* Objective:
Please recast each line of all the items below as a JSON list of strings, one string per line, with blank lines omitted. Leave the pictures out of your answer.

[Records excerpted from a collection]

^^^^^^^^^^^^^^^^

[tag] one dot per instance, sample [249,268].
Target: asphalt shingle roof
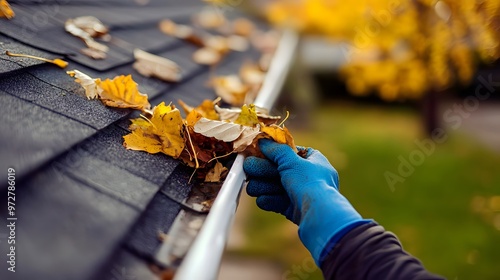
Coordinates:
[88,208]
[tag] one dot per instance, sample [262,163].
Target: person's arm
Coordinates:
[341,242]
[370,252]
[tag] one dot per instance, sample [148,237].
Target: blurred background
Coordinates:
[403,98]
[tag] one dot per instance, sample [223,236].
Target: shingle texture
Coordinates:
[87,208]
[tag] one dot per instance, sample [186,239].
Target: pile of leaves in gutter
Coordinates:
[207,133]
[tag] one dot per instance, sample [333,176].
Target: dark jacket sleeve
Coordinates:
[370,252]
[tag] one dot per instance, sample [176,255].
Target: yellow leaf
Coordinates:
[248,116]
[92,90]
[5,10]
[280,135]
[122,92]
[162,133]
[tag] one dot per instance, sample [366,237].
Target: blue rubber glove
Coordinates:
[305,191]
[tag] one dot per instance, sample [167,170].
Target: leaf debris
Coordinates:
[59,62]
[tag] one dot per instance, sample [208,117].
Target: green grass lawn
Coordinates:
[446,213]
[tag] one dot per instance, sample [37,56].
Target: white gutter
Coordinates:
[203,258]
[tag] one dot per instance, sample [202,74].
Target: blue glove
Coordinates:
[305,191]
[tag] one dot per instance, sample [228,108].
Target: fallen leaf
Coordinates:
[206,109]
[192,118]
[87,28]
[92,90]
[280,134]
[209,19]
[5,10]
[217,43]
[162,133]
[91,25]
[207,56]
[230,89]
[232,114]
[151,65]
[93,53]
[216,173]
[224,131]
[122,92]
[248,116]
[243,27]
[246,138]
[251,74]
[237,43]
[59,62]
[180,31]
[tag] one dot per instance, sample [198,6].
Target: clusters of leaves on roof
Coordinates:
[208,134]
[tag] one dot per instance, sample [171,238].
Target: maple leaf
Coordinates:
[92,90]
[230,89]
[164,132]
[206,108]
[151,65]
[5,10]
[122,92]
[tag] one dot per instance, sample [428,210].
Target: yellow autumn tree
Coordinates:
[400,48]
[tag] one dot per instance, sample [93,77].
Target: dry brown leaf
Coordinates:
[164,132]
[122,92]
[237,43]
[209,19]
[230,89]
[180,31]
[248,116]
[280,134]
[5,10]
[59,62]
[251,74]
[246,138]
[217,43]
[216,173]
[151,65]
[243,27]
[93,53]
[87,28]
[224,131]
[233,113]
[206,109]
[92,90]
[207,56]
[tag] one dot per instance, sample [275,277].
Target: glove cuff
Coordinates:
[326,221]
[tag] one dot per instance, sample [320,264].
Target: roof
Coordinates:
[86,207]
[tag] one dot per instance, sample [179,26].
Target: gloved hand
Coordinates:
[305,191]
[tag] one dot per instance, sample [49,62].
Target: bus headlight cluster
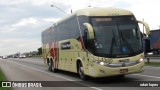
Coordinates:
[100,63]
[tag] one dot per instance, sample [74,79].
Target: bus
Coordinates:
[95,42]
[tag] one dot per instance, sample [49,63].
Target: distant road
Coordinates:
[33,69]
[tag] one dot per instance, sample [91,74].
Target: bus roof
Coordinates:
[103,12]
[96,12]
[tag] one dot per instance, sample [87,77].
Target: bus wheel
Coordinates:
[81,71]
[50,65]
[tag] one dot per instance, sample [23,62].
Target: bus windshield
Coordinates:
[116,36]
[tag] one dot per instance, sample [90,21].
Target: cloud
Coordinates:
[26,22]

^^^^^^^^^^^^^^^^

* Reply to the task:
[
  "[tag] one dot per instance, sample [249,268].",
  "Target: asphalt shingle roof",
  "Coordinates:",
  "[88,208]",
  "[tag] one dot per instance, sample [262,163].",
  "Target: person's arm",
  "Coordinates:",
  "[341,242]",
  "[370,252]",
  "[tag] one dot per instance, sample [148,237].",
  "Target: blurred background",
  "Coordinates:",
  "[403,98]",
  "[tag] one dot per instance, sample [223,236].",
  "Target: shingle texture",
  "Coordinates:",
  "[87,208]",
  "[tag] one dot per instance, sample [186,239].",
  "Target: pile of leaves in gutter",
  "Coordinates:",
  "[207,133]",
  "[tag] one dot per instance, sample [333,176].",
  "Target: dark jacket sleeve",
  "Coordinates:",
  "[370,252]",
  "[tag] one dot per instance, sample [176,255].",
  "Target: yellow leaf",
  "Coordinates:",
  "[248,116]",
  "[92,90]",
  "[5,10]",
  "[280,135]",
  "[122,92]",
  "[162,133]",
  "[tag] one dot per instance, sample [366,237].",
  "Target: blue rubber glove",
  "Coordinates:",
  "[305,191]",
  "[tag] one dot per instance, sample [167,170].",
  "Target: leaf debris",
  "Coordinates:",
  "[59,62]",
  "[tag] one dot per instance, sample [208,117].",
  "Target: green grass lawn",
  "Coordinates:",
  "[446,213]",
  "[tag] one dot per instance, sample [37,56].",
  "Target: white gutter",
  "Coordinates:",
  "[203,258]",
  "[tag] one dot per instance, sample [202,74].",
  "Target: blue glove",
  "Coordinates:",
  "[305,191]",
  "[tag] one dot per instance, sample [228,108].",
  "Target: fallen leaf",
  "Coordinates:",
  "[206,109]",
  "[192,118]",
  "[87,28]",
  "[92,90]",
  "[280,134]",
  "[209,19]",
  "[5,10]",
  "[217,43]",
  "[162,133]",
  "[91,25]",
  "[207,56]",
  "[230,89]",
  "[232,114]",
  "[151,65]",
  "[93,53]",
  "[216,173]",
  "[224,131]",
  "[122,92]",
  "[248,116]",
  "[243,27]",
  "[246,138]",
  "[251,74]",
  "[237,43]",
  "[59,62]",
  "[180,31]",
  "[tag] one dot per instance, sample [198,6].",
  "Target: clusters of leaves on roof",
  "Coordinates:",
  "[208,134]",
  "[tag] one dot per instance, sample [171,238].",
  "Target: maple leaf",
  "Coordinates:",
  "[92,90]",
  "[230,89]",
  "[164,132]",
  "[206,108]",
  "[151,65]",
  "[5,10]",
  "[122,92]",
  "[tag] one dot per instance, sample [428,210].",
  "Target: yellow autumn tree",
  "Coordinates:",
  "[400,48]",
  "[tag] one dot per instance, sample [93,77].",
  "Target: dry brown leaf",
  "Coordinates:",
  "[164,132]",
  "[122,92]",
  "[237,43]",
  "[209,19]",
  "[230,89]",
  "[180,31]",
  "[248,116]",
  "[280,134]",
  "[5,10]",
  "[59,62]",
  "[251,74]",
  "[246,138]",
  "[217,43]",
  "[216,173]",
  "[151,65]",
  "[243,27]",
  "[93,53]",
  "[87,28]",
  "[224,131]",
  "[233,113]",
  "[206,109]",
  "[92,90]",
  "[207,56]",
  "[tag] one dot per instance, sample [275,277].",
  "Target: glove cuff",
  "Coordinates:",
  "[326,221]",
  "[tag] one dot per instance, sample [320,264].",
  "Target: roof",
  "Coordinates:",
  "[86,207]",
  "[tag] one dot per instance, sample [179,26].",
  "Target: gloved hand",
  "Coordinates:",
  "[305,191]",
  "[tag] one dot per instance, sample [49,62].",
  "Target: bus headlight cluster",
  "Coordinates:",
  "[100,63]",
  "[tag] one dot per instance, sample [74,79].",
  "Target: bus",
  "Coordinates:",
  "[95,42]",
  "[tag] one dot per instance, sample [49,63].",
  "Target: distant road",
  "Coordinates:",
  "[33,69]",
  "[tag] one dot per instance, sample [91,74].",
  "Target: bus roof",
  "Coordinates:",
  "[103,12]",
  "[96,12]",
  "[tag] one dot per instance, sample [87,77].",
  "Target: bus wheel",
  "Coordinates:",
  "[81,71]",
  "[50,65]",
  "[tag] one dot per instance, sample [23,62].",
  "Target: bus windshield",
  "Coordinates:",
  "[116,36]",
  "[tag] one dot per instance, sample [90,21].",
  "Target: cloud",
  "Coordinates:",
  "[26,22]"
]